Start of EXCERPTED TEXT

Vanderbilt Leading NIH Study of Clinical Trial Inefficiencies

Nov 03, 2016 at 03:07 pm by Staff

Federal Grant Helps Researchers Evaluate the Process

For many, there's no question U.S. clinical trials are plagued with inefficiencies, and now Vanderbilt University Medical Center is helping to address that problem. Researchers at VUMC and Duke Clinical Research Institute (DCRI) have received a major federal grant to study how multisite clinical trials of new drugs and therapies in children and adults could be conducted more rapidly and efficiently.

The seven-year, $26.5 million grant for a joint Trial Innovation Center (TIC) is supported by the National Institutes of Health's National Center for Advancing Translational Sciences. The new center will be a key component of the Trial Innovation Network, which is the newest part of the Clinical and Translational Science Award (CTSA) Program.

End of EXCERPTED TEXT

◆ **WORK REQUEST**
Reproduce word for word the stretch of the Vanderbilt clinical trials article from "Federal Grant Helps" through "rapidly and efficiently.".

Start of THE DATA

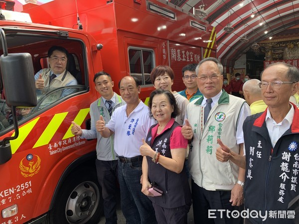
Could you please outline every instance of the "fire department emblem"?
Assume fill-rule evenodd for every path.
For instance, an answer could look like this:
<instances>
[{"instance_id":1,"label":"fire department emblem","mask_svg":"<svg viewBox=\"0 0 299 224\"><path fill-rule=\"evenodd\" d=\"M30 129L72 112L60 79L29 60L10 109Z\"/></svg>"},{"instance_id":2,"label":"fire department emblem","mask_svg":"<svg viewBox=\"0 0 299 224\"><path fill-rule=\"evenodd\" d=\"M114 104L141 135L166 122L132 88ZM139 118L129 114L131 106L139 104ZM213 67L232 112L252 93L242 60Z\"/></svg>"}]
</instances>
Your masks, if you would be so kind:
<instances>
[{"instance_id":1,"label":"fire department emblem","mask_svg":"<svg viewBox=\"0 0 299 224\"><path fill-rule=\"evenodd\" d=\"M297 143L297 142L296 142L295 141L292 141L289 146L289 150L292 152L296 151L298 148L298 144Z\"/></svg>"},{"instance_id":2,"label":"fire department emblem","mask_svg":"<svg viewBox=\"0 0 299 224\"><path fill-rule=\"evenodd\" d=\"M225 113L223 112L218 112L215 114L215 119L218 122L223 121L226 117Z\"/></svg>"},{"instance_id":3,"label":"fire department emblem","mask_svg":"<svg viewBox=\"0 0 299 224\"><path fill-rule=\"evenodd\" d=\"M36 155L28 154L23 158L19 165L21 174L24 177L32 177L38 173L41 160Z\"/></svg>"}]
</instances>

End of THE DATA

◆ **WRITTEN REPLY**
Federal Grant Helps Researchers Evaluate the Process

For many, there's no question U.S. clinical trials are plagued with inefficiencies, and now Vanderbilt University Medical Center is helping to address that problem. Researchers at VUMC and Duke Clinical Research Institute (DCRI) have received a major federal grant to study how multisite clinical trials of new drugs and therapies in children and adults could be conducted more rapidly and efficiently.